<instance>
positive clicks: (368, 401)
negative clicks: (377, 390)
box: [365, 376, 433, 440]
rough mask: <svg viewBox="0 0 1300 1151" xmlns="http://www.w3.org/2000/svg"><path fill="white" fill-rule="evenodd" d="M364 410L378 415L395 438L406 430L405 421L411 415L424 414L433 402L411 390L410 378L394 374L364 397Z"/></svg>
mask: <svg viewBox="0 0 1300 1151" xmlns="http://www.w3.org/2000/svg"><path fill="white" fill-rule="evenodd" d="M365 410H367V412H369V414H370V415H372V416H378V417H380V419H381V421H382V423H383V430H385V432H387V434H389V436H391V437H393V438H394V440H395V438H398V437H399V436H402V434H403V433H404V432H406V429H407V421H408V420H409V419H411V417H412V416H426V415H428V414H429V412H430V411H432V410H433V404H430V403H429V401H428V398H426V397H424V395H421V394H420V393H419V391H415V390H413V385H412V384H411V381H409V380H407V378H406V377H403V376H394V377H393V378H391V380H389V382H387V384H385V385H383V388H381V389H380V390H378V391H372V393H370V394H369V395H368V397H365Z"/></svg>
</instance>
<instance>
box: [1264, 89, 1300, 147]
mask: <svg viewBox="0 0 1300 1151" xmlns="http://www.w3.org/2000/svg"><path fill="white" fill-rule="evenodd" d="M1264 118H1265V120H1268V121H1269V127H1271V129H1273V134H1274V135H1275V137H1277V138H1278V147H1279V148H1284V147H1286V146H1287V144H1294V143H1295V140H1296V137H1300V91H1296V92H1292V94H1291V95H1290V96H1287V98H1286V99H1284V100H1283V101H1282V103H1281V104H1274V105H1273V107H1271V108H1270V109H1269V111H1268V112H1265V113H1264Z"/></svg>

- _What to produce_:
For the string "clicks", return every line of the data where it appears.

- _Finished exercise_:
positive clicks: (368, 401)
negative clicks: (377, 390)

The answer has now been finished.